TRY IT ::
Please extract each line below that contains the word "clicks", matching case exactly.

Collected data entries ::

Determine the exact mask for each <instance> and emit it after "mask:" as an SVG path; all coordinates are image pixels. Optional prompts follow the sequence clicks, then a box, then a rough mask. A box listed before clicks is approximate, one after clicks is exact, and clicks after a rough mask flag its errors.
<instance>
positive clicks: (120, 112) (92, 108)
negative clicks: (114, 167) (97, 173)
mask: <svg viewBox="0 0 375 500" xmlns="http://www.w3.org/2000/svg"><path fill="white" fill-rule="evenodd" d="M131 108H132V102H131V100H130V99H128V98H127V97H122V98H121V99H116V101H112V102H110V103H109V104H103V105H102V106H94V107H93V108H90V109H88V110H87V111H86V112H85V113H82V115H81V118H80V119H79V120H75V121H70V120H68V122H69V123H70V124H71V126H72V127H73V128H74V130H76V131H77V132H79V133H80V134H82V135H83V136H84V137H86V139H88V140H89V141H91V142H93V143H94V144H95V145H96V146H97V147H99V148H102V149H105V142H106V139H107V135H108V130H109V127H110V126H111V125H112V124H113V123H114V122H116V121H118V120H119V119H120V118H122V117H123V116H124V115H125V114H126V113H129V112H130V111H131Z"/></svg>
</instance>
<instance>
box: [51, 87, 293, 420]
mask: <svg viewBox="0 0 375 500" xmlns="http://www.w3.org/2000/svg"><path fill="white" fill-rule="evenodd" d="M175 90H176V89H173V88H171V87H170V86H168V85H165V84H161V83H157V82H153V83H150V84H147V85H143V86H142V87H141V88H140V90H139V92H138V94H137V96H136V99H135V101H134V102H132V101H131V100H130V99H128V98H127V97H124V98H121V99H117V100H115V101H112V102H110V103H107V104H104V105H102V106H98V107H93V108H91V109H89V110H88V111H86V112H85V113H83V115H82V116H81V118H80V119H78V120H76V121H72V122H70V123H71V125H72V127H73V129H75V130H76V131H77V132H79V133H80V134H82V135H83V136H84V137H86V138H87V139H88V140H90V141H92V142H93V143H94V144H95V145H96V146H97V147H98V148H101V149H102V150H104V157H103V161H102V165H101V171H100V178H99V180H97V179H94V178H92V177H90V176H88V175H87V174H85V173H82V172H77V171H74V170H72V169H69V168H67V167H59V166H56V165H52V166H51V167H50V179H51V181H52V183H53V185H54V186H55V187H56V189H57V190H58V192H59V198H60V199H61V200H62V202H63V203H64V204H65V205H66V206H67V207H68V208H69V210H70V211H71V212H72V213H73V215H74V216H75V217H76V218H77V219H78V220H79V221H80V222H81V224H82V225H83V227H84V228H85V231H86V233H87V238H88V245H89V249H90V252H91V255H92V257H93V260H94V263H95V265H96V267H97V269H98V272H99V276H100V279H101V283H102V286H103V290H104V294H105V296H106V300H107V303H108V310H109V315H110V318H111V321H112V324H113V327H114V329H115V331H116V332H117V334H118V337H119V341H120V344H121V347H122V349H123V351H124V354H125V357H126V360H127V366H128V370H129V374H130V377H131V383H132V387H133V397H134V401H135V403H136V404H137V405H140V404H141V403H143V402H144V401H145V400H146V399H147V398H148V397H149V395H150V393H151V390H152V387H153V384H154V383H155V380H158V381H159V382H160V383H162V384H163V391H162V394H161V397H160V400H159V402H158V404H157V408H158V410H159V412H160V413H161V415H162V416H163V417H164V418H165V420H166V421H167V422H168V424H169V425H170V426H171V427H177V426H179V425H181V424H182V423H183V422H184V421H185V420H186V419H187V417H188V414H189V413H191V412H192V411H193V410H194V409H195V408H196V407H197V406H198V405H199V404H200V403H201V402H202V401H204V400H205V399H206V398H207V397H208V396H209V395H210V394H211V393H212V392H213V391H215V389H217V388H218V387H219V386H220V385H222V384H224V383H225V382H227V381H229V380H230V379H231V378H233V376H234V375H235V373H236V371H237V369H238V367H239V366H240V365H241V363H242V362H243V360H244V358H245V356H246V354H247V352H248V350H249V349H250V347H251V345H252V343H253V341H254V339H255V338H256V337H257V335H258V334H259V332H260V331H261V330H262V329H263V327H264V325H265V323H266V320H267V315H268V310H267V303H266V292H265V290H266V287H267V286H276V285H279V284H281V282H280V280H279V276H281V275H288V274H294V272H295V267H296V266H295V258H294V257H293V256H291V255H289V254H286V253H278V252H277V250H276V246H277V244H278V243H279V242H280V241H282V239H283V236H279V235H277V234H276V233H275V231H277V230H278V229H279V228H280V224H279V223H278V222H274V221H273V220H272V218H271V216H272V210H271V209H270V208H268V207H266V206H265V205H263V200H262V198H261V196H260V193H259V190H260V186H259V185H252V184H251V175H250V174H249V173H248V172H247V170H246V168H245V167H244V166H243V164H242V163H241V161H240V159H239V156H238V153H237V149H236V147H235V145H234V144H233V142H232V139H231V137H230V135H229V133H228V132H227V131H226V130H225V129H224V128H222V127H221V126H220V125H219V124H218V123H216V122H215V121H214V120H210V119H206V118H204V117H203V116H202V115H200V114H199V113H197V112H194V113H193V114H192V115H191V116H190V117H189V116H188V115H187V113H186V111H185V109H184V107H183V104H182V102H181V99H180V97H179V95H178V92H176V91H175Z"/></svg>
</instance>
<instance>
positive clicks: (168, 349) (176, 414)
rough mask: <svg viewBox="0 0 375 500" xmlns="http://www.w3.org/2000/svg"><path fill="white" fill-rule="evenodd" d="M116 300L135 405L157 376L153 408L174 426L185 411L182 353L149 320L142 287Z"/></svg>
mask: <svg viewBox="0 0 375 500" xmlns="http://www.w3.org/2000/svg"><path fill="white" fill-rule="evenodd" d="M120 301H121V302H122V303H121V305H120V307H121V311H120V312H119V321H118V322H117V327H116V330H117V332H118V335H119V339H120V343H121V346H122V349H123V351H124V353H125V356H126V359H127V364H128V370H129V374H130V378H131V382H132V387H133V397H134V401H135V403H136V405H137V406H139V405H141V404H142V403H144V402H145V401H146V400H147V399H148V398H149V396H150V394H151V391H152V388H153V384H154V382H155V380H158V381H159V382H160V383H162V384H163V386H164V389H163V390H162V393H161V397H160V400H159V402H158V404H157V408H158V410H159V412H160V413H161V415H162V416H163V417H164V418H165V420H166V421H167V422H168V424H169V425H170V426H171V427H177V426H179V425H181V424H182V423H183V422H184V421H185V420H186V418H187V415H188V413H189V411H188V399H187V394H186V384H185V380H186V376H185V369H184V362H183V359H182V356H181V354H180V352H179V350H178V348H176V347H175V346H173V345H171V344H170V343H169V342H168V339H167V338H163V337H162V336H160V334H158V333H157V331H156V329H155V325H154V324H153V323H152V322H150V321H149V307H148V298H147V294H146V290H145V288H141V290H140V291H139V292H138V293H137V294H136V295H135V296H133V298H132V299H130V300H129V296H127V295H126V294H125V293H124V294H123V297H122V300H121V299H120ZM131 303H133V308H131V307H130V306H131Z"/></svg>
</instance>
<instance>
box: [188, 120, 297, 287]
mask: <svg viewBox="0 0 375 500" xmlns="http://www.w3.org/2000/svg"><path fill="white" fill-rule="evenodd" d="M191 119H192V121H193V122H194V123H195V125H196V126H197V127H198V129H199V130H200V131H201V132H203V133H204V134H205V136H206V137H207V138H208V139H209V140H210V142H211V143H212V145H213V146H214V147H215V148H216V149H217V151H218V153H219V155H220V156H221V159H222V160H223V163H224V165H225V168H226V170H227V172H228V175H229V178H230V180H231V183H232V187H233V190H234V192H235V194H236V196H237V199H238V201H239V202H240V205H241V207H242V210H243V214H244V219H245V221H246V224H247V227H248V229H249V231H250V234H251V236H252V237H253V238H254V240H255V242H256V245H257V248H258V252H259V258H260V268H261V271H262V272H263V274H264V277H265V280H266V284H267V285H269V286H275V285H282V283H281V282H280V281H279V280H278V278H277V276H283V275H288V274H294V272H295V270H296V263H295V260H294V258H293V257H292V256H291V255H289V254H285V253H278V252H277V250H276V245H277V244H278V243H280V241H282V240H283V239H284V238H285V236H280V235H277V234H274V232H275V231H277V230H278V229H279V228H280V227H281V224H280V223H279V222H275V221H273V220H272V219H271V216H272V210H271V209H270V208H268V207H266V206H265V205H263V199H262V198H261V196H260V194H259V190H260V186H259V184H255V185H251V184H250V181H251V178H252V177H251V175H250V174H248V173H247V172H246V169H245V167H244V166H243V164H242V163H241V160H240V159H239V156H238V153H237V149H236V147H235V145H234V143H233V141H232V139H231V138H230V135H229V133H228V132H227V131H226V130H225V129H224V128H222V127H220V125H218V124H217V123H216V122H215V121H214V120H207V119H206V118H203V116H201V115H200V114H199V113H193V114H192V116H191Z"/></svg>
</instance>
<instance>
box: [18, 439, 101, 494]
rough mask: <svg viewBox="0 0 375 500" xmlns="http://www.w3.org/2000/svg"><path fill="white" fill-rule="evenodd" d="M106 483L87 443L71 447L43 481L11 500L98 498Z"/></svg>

TASK RESPONSE ::
Determine the exact mask for each <instance> and emit it after "mask:" as an SVG path; all coordinates are image pixels. Optional prompts follow the sequence clicks, then a box, then a rough mask. A box listed before clicks is approximate, one after clicks is exact, and clicks after a rough mask flag its errors.
positive clicks: (120, 112) (92, 108)
negative clicks: (114, 167) (97, 173)
positive clicks: (168, 349) (176, 414)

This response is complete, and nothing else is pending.